TEKS YANG DITAMPILKAN
****************************************
Nicolas Copernicus mengarang satu buku yang bernama “Revolutionibus Orbium
Celestium”, dalam buku ini dia mengemukakan bahwa peredaran semua
benda-benda langit pada manzilahnya masing-masing.
Ilmu Falak secara historis sudah begitu populer sejak
zaman klasik, bahkan dalam sejarah Islam pakar-pakar Ilmu Falak lebih unggul
berbanding pakar ilmu Falak dari Barat. Al-Khawarizmi seorang Astronom Muslim
mampu menghasilkan kelender untuk lima ribu tahun ke depan, sedangkan para
Astronom Barat hanya mampu menghasilkan kelender dalam jangka lima ratus tahun
ke depan.
Keunggulan Astronom Muslim tersebut diakui oleh pihak
Barat, karena memang bangsa Barat berhutang budi dengan orang-orang Islam,
lebih-lebih dengan pusat peradaban Muslim di Bagdad. Akan tetapi perkembangan
Ilmu Falak pada masa sekarang dikalangan ummat Islam sangat mundur dan para
ahlinya pun sangat sedikit, karena sebagian mereka menganggap bahwa belajar dan
mempelajari ilmu ini hukumnya tidak dibolehkan oleh syara'.
D.
Ahli Ilmu Falak di Nusantara
Di zaman sekarang ilmu Falak sudah menjadi satu disiplin
ilmu yang berdiri sendiri dan semakin maju serta dijadikan sebagai salah satu
mata pelajaran wajib pada sebagian lembaga pendidikan. Adapun perkembangannya
di Nusantara ini dan di seluruh tanah Melayu (Asean) dari sekian lama ilmu ini
sudah masuk ke lembaga pendidikan, baik pendidikan agama Islam ataupun umum
seperti Fakultas Syari'ah pada Sekolah Tinggi Agama Islam dan IAIN baik negeri
maupun swasta, yang dijadikannya sebagai mata kuliah wajib, perkembangannya
sangat mundur dibandingkan dengan diluar negeri. Sedangkan lembaga pendidikan
Islam yang lain misalnya Pesantren/Dayah ilmu ini tidak dimasukkan sebagai mata
pelajaran wajib, kecuali pada beberapa pesantren/dayah tertentu saja.
Disiplin ilmu Falak di Indonesia berdasarkan tingkat
keakurasian dapat diklasifikasikan ke dalam lima sistem hisab, yaitu meliputi :
a)
sistim Hisab 'Urufi,
b)
sistim Hisab Taqribi,
c)
sistem Hisab Haqiqi Taqribi,
d)
sistim Hisab Haqiqi Tahqi, dan
e)
sistim Hisab Haqiqi Kontemporer (moderen).
****************************************
TUGAS YANG DIKERJAKAN
A. Ringkaslah teks tentang ilmu falak di atas dalam dua kalimat.
B. Sebutkan semua sistem hisab yang tercantum dalam teks tentang ilmu falak di atas.
C. Tuliskan lanjutan teks tentang ilmu falak di atas, dimulai setelah kalimat terakhirnya.

DATA TERKUMPUL
****************************************
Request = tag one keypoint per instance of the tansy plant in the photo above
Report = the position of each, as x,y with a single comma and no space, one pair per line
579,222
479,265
****************************************
HASIL TIAP TUGAS
A. Ilmu Falak sudah populer sejak zaman klasik, dan pakar Muslim seperti Al-Khawarizmi dahulu lebih unggul daripada pakar Barat, tetapi kini perkembangannya di kalangan umat Islam sangat mundur. Di Nusantara ilmu ini sudah masuk ke lembaga pendidikan, namun perkembangannya sangat mundur dibanding luar negeri, dan di Indonesia ilmu ini diklasifikasikan ke dalam lima sistem hisab berdasarkan tingkat keakurasiannya.

B.
- Hisab 'Urufi
- Hisab Taqribi
- Hisab Haqiqi Taqribi
- Hisab Haqiqi Tahqi
- Hisab Haqiqi Kontemporer (moderen)

C.
Urutan klasifikasi di atas menunjukkan tingkat kesempurnaan dan keakurasian
data perhitungan dalam Ilmu Falak (Hisab).
Sistem hisab
ini dibedakan berdasarkan metode dan sistim yang digunakan berkaitan dengan
tingkat ketelitian dan hasil perhitungan yang diperoleh.
a)
Hisab 'Urfi
adalah hisab yang melandasi perhitungannya dengan kaidah-kaidah sederhana. Pada
sistem hisab ini perhitungan bulan qamariyah ditentukan berdasarkan umur
rata-rata bulan sehingga dalam setahun qamariyah umur dibuat bervariasi 29 dan
30 hari. Bulan bernomor ganjil yaitu mulai Muharram berjumlah 30 hari dan bulan
bernomor genap yaitu mulai Shafar berumur 29 hari. Tetapi khusus bulan
Zulhijjah pada tahun kabisat qamariyah berumur 30 hari. Oleh sebab itulah maka
hisab ini tidak bisa dijadikan acuan untuk penentuan awal bulan yang berkaitan
dengan ibadah misalnya Ramadhan, Syawwal dan Zulhijjah.
b)
Hisab
Taqribi adalah sistem hisab dengan menggunakan kaidah-kaidah
astronomis dan matematik, namun masih menggunakan rumus-rumus sederhana,
sehingga hasilnya kurang teliti. Sistem hisab ini merupakan warisan para
ilmuwan falak Islam masa lalu dan hingga sekarang masih menjadi acuan hisab di
banyak pesantren di Indonesia, bahkan sistim haqiqi yang berkembang sekarang
didasarkan dan berpedoman pada tiori taqribi ini.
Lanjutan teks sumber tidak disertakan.